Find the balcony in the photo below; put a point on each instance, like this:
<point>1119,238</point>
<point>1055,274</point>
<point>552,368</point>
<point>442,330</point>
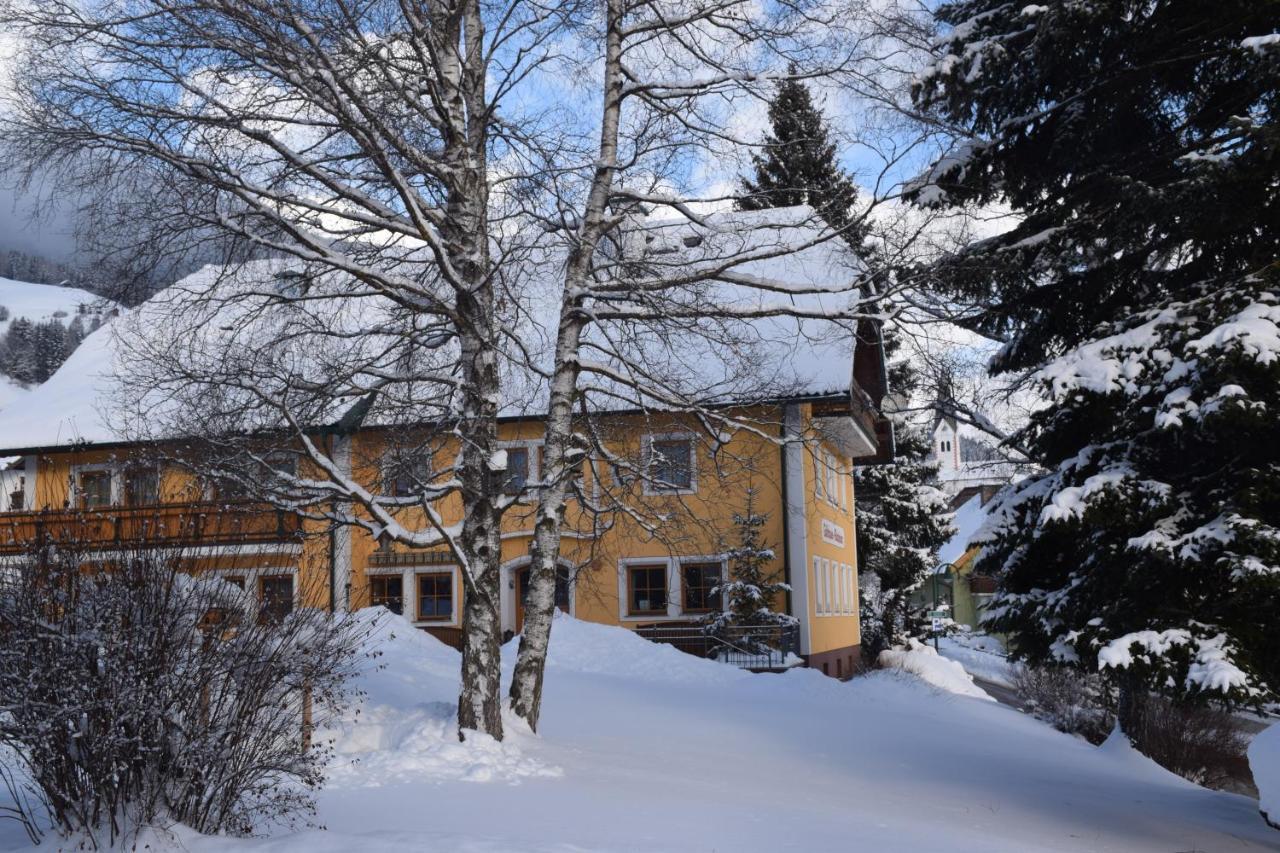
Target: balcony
<point>760,648</point>
<point>156,525</point>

EXERCISE:
Please reproduce all the material exactly. Pictures stay out of the copy.

ANSWER TO THIS EXERCISE:
Find the balcony in the photo below; put a point on each instance, like this:
<point>1119,238</point>
<point>1055,274</point>
<point>552,368</point>
<point>442,330</point>
Target: balcony
<point>760,648</point>
<point>156,525</point>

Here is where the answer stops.